## BEGIN TEXT BLOCK
Félix Mirabel is the ESO Representative in Chile since 2004, on leave from his tenure position as Director of Research of the French Atomic Energy Commission. He received his PhD in Astronomy from the National University of La Plata and a "Licenciatura" in Philosophy from the National University of Buenos Aires, Argentina. Before he moved to Paris in 1990, he had held research and teaching positions at the California Institute of Technology, University of Manchester, University of Maryland, University of Puerto Rico, and National Research Council of Argentina. He was a major protagonist in the discoveries of Microquasars, Ultraluminous Infrared Galaxies, and Tidal Dwarf Galaxies. He was awarded, among other distinctions, the Doctorate Honoris Causa by the University of Barcelona, The Bruno Rossi Prize of the American Astronomical Society, and the Scientific Prize of the French Atomic Energy Commission.

Personal home page

Yazan Al Momany
(PAO/SCV)

Scientific interests:

  • Resolved stellar populations
  • Milky Way structure
  • Dwarf galaxies and globular clusters

Dieter Nürnberger
(PAO/SCV)
## END TEXT BLOCK
## BEGIN MATERIAL FOR THIS EXERCISE
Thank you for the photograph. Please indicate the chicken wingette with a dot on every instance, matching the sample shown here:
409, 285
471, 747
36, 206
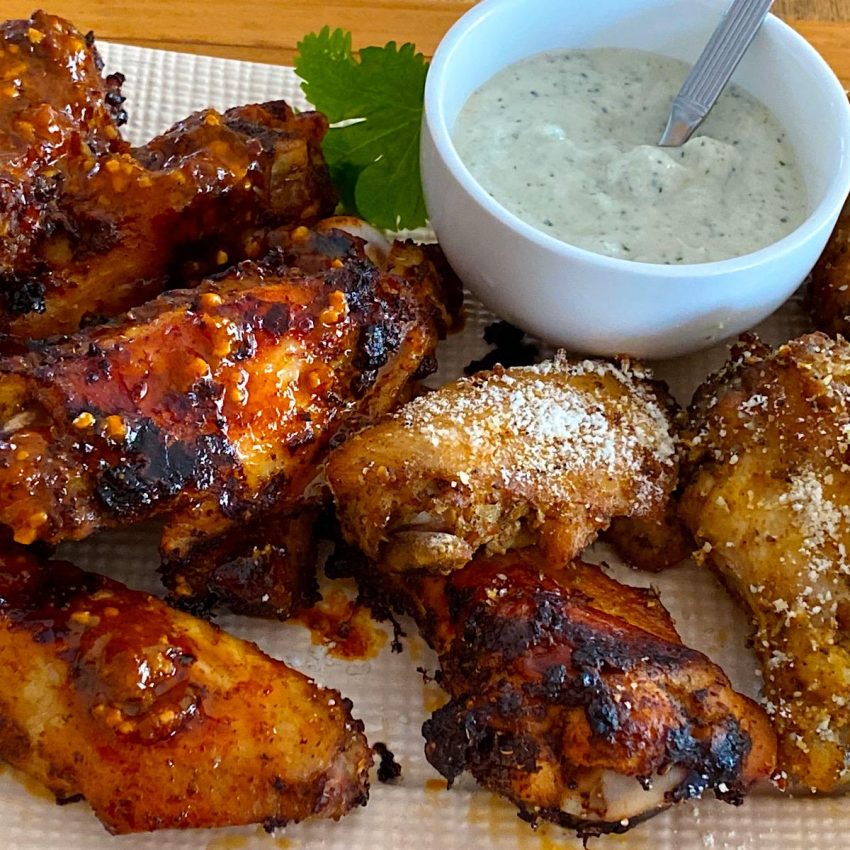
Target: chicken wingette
158, 719
767, 497
90, 227
546, 453
216, 405
572, 695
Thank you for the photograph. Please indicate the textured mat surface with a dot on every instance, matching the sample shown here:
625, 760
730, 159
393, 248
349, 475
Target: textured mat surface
388, 693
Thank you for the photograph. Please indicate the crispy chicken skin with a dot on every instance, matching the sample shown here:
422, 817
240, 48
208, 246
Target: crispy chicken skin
215, 405
573, 696
158, 719
546, 453
90, 227
766, 495
829, 288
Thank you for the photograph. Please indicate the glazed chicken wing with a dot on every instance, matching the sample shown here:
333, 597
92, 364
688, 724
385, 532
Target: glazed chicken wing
158, 719
90, 227
573, 696
767, 496
546, 453
215, 405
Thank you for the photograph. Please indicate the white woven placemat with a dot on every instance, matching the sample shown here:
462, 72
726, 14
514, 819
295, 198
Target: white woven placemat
388, 693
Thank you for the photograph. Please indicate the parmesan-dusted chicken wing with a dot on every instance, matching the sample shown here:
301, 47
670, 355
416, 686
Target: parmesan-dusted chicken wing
215, 405
829, 288
767, 496
546, 453
90, 227
573, 696
158, 719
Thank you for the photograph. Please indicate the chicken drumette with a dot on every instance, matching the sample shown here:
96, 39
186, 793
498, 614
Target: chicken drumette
766, 484
158, 719
572, 695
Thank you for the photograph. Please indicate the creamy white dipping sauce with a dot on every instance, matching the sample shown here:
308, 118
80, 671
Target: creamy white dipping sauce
566, 140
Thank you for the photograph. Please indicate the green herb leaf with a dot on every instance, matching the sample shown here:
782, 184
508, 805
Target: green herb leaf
375, 106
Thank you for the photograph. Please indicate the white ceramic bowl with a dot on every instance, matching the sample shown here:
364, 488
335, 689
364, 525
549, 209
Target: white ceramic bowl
603, 305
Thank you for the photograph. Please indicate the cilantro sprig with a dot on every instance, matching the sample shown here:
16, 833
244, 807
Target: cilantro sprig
374, 105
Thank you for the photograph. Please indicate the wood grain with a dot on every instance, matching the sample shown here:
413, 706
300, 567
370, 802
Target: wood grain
268, 30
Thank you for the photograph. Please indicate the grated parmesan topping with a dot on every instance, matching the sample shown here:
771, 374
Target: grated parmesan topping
553, 424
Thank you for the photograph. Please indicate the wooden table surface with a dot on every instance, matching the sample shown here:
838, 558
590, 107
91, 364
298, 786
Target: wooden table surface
268, 30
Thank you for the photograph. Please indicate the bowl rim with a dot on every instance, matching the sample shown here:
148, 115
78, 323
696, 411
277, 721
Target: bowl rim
436, 126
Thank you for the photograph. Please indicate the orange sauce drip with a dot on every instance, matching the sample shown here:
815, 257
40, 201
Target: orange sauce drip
228, 842
345, 628
33, 786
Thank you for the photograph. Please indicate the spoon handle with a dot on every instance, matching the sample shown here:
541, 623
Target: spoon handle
712, 70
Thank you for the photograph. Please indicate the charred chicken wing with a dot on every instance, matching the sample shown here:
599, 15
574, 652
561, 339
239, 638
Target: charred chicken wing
158, 719
90, 227
573, 696
546, 453
215, 405
767, 496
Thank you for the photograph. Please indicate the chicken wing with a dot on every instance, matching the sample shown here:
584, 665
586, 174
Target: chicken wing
158, 719
767, 496
573, 696
546, 453
90, 227
215, 404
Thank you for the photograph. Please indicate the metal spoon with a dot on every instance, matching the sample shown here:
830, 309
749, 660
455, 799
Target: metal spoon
708, 77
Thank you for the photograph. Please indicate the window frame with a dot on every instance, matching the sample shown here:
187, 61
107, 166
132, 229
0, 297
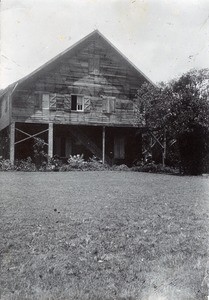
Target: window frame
81, 97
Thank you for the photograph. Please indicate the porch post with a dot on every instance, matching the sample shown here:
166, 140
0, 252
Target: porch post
164, 147
103, 144
12, 143
50, 140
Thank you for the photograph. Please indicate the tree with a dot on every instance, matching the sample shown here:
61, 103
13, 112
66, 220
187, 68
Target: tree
189, 119
181, 109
## END MATERIAL FOR THIS EXERCISE
*PROBLEM SET*.
1. According to the ESO staff profiles, since what year has Félix Mirabel served as the ESO Representative in Chile?
2. Filter the records, keeping every line that contains the word "grated".
The ESO staff profiles and the records are unrelated to each other.

*EXPECTED ANSWERS*.
1. Since 2004.

2.
Thank you for the photograph. Please indicate the grated parmesan topping with a dot on every instance, matching the sample shown here:
Target: grated parmesan topping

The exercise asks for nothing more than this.